=== Matériel ===
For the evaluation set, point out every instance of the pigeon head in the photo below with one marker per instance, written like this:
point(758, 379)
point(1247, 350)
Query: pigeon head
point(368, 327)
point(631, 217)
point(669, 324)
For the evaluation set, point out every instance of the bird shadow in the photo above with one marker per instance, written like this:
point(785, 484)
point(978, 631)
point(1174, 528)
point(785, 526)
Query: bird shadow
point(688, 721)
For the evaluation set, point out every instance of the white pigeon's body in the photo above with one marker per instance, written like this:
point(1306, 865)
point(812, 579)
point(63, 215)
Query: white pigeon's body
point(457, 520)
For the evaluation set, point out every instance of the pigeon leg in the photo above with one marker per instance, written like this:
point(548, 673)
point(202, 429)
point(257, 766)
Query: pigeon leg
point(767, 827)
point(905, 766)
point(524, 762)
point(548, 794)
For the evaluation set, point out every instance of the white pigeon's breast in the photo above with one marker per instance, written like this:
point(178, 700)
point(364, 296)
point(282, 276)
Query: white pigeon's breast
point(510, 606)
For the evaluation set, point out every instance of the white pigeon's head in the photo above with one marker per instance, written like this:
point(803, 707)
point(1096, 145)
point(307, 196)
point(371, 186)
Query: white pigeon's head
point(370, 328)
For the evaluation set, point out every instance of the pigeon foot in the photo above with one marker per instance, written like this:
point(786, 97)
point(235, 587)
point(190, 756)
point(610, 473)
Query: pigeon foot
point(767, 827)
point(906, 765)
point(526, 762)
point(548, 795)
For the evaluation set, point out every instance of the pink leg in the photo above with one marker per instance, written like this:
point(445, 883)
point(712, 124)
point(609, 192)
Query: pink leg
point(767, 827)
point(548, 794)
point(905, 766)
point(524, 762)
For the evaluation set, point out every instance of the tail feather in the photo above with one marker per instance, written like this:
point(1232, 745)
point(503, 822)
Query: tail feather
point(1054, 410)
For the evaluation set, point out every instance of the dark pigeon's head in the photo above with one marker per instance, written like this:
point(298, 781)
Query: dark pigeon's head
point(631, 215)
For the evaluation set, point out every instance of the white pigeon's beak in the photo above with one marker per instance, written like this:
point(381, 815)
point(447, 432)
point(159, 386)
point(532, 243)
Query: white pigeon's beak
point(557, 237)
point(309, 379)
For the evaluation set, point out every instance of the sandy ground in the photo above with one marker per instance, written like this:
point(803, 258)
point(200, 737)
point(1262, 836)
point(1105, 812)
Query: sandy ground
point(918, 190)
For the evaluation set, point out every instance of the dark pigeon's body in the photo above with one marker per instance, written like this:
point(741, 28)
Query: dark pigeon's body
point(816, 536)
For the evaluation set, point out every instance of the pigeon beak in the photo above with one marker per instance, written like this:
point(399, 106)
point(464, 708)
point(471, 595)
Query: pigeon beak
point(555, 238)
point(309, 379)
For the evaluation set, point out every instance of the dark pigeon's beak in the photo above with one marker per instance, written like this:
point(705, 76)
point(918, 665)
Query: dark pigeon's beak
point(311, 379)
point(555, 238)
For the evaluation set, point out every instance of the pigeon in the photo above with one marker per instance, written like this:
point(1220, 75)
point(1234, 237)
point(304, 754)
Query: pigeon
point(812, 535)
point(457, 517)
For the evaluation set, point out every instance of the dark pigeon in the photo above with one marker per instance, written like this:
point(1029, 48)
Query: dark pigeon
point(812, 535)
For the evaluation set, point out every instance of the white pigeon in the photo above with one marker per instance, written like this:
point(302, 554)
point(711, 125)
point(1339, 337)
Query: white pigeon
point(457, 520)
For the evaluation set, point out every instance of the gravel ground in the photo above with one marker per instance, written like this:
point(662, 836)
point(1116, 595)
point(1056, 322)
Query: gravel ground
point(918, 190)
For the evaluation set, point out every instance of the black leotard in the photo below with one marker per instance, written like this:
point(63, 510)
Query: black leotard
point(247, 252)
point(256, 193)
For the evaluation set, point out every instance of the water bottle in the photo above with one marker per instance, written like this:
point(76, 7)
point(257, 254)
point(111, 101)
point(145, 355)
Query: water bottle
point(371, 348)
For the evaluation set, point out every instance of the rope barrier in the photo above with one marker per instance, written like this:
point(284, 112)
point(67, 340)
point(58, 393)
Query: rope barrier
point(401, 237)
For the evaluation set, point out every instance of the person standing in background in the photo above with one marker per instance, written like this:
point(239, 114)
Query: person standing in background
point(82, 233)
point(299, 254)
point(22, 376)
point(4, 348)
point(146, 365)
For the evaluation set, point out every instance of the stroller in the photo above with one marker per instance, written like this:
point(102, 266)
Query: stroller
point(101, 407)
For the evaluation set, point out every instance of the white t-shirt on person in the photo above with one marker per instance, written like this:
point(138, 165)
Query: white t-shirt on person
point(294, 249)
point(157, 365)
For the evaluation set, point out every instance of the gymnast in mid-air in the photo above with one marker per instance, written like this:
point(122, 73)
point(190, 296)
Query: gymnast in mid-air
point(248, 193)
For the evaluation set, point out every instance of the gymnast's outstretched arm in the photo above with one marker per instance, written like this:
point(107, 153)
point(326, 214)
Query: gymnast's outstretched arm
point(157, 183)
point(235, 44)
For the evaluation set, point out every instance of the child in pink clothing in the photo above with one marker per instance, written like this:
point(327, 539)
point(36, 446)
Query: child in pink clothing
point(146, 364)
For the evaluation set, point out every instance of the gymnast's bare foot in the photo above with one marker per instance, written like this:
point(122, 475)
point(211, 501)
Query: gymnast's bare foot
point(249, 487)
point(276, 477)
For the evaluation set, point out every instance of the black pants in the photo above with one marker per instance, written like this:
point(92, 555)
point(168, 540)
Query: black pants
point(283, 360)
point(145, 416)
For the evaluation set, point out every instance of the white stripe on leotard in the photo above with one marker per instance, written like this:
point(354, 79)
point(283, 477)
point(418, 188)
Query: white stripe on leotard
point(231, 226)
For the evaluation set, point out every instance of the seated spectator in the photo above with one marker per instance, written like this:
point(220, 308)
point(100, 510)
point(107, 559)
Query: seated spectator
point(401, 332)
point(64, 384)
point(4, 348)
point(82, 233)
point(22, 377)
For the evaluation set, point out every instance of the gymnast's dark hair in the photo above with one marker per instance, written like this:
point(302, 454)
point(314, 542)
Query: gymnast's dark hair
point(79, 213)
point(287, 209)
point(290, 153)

=== Objectif de la tâche ===
Reproduisez à l'identique, ligne par ligne, l'intégralité du matériel ci-dessus.

=== Résultat de la tâche ===
For the evaluation set, point out every instance of the pigeon head in the photo below with one marker per instance, written like this:
point(758, 379)
point(1247, 350)
Query: pigeon head
point(368, 327)
point(631, 217)
point(669, 324)
For the evaluation set, point out every instance of the bird shadow in the photo above with one marker per instance, written like this:
point(785, 484)
point(978, 631)
point(1174, 528)
point(785, 526)
Query: bird shadow
point(688, 721)
For the evaluation set, point out every instance of the white pigeon's body in the photo above with one marker per instance, written like this:
point(1306, 865)
point(812, 579)
point(63, 215)
Query: white pigeon's body
point(457, 520)
For the evaluation set, point out every instance of the pigeon leg in the photo above with one marker per instance, written like this:
point(548, 673)
point(202, 429)
point(257, 766)
Query: pigeon leg
point(767, 827)
point(905, 766)
point(524, 762)
point(548, 794)
For the evaluation set, point out every instance of the white pigeon's breast in the photo above with one marker per instance, written like this:
point(178, 700)
point(364, 296)
point(282, 276)
Query: white pigeon's breast
point(510, 606)
For the evaluation set, point out every instance of the white pigeon's head in the photo above with one marker per instance, written like this:
point(803, 707)
point(1096, 145)
point(307, 196)
point(371, 186)
Query: white pigeon's head
point(370, 328)
For the evaluation set, point out every instance of the pigeon foot in the photo above with one marker per instance, written like this:
point(786, 97)
point(235, 587)
point(190, 756)
point(610, 473)
Query: pigeon foot
point(767, 827)
point(906, 765)
point(526, 762)
point(548, 795)
For the evaluation set, point out every instance of the pink leg in the photo above with one marker per instance, written like this:
point(445, 883)
point(712, 124)
point(609, 192)
Query: pink leg
point(767, 827)
point(548, 794)
point(905, 766)
point(524, 762)
For the evaluation set, point out every instance of the tail feather in the photo above with one marker per instance, written like this:
point(1232, 745)
point(503, 822)
Query: tail feather
point(1054, 410)
For the evaluation set, point out every instance of the dark pigeon's head in the photo above with one marker per instance, written like this:
point(298, 781)
Query: dark pigeon's head
point(631, 215)
For the evaluation set, point out every instance of the white pigeon's beak in the photo above with one marker per instance, written like this:
point(381, 815)
point(447, 432)
point(159, 386)
point(532, 243)
Query: white pigeon's beak
point(557, 237)
point(309, 379)
For the evaluation set, point out every instance of the sandy ground in the photo above with one marker per instance, written like this:
point(803, 258)
point(200, 737)
point(1262, 836)
point(1105, 812)
Query: sandy ground
point(918, 190)
For the evaluation set, point out every instance of the dark pigeon's body in the photo above with one marker per instance, written like this:
point(741, 28)
Query: dark pigeon's body
point(816, 536)
For the evaluation set, point out every instance of the pigeon beak in the photo above with one marker per instance, written like this:
point(399, 106)
point(464, 708)
point(471, 595)
Query: pigeon beak
point(555, 238)
point(309, 379)
For the evaluation set, point out every instance of the dark pigeon's beak in the photo above with one marker per instance, written like this:
point(705, 76)
point(918, 665)
Query: dark pigeon's beak
point(311, 379)
point(555, 238)
For the evaluation set, point out every instance of the pigeon in the photo above with one marker per instance, written like this:
point(1220, 75)
point(1234, 237)
point(304, 754)
Query: pigeon
point(812, 535)
point(457, 517)
For the evaluation set, point out every instance of the dark pigeon in the photo above with one marker per instance, written like this:
point(1029, 48)
Query: dark pigeon
point(812, 535)
For the evaluation set, point out every instance of the white pigeon in the photo above with one marker per instance, written like this:
point(302, 554)
point(711, 125)
point(1339, 337)
Query: white pigeon
point(457, 520)
For the evaluation set, point out every instance of the gravel ground in the photo above with one marker per instance, written like this:
point(662, 836)
point(1116, 595)
point(1056, 322)
Query: gravel ground
point(918, 190)
For the evaluation set, point out every instance of the black leotard in the photo below with one marker per instance, written like this:
point(63, 510)
Query: black leotard
point(247, 252)
point(256, 193)
For the evaluation set, point out every instance of the water bottle in the photo above with one marker per instance, written like this:
point(76, 7)
point(257, 254)
point(111, 101)
point(145, 355)
Query: water bottle
point(371, 348)
For the evaluation set, point out every instance of the rope barrier in the photo above with one marker per instance, written like this:
point(284, 112)
point(67, 340)
point(58, 393)
Query: rope barrier
point(401, 237)
For the evaluation set, point out every instance of the person standing in background in the photo above with one marker per instance, written like this:
point(239, 114)
Query: person standing in background
point(82, 233)
point(299, 254)
point(22, 376)
point(4, 348)
point(146, 365)
For the evaluation set, point out every instance of the stroller in the photo above with one marker per instance, written like this:
point(102, 266)
Query: stroller
point(101, 407)
For the evaluation set, point out every instance of the white t-shirt on person in the photo above with one marker per instance, written like this:
point(138, 165)
Query: white t-shirt on person
point(294, 249)
point(157, 365)
For the evaluation set, point out every instance of the gymnast in mid-air in the photo above with one marker per instance, written like this:
point(122, 73)
point(190, 296)
Query: gymnast in mid-air
point(248, 193)
For the evaluation set, point out every instance of the gymnast's outstretched arm in the photo above with one marker per instance, written like this:
point(107, 153)
point(326, 214)
Query: gymnast's outstretched arm
point(157, 183)
point(235, 44)
For the evaluation set, point out every instance of the child in pink clothing in the photo above with one marker per instance, written like this:
point(327, 539)
point(36, 446)
Query: child in pink clothing
point(146, 364)
For the evaluation set, point out every instance of the gymnast's bare foot in the photo above with one marker per instance, written like this:
point(122, 475)
point(211, 501)
Query: gymnast's bare foot
point(249, 487)
point(276, 477)
For the evaluation set, point out every instance of the black pants in the photo above with one marker per instance, written like this:
point(92, 555)
point(168, 540)
Query: black pants
point(283, 360)
point(145, 416)
For the evaluation set, point out every instance of the white stripe on leotard in the photo above with one marker per instance, written like this:
point(354, 79)
point(283, 477)
point(418, 188)
Query: white stripe on leotard
point(231, 226)
For the evaluation set, point out every instance of the seated spectator in the photo above with one marker per instance, written like this:
point(220, 308)
point(100, 510)
point(107, 559)
Query: seated spectator
point(401, 332)
point(64, 384)
point(4, 348)
point(82, 233)
point(22, 377)
For the evaluation set, point out every instance of the gymnast's dark hair in the photo above with one marker per instance, written like this:
point(302, 454)
point(314, 542)
Query: gymnast's dark hair
point(79, 213)
point(287, 209)
point(290, 153)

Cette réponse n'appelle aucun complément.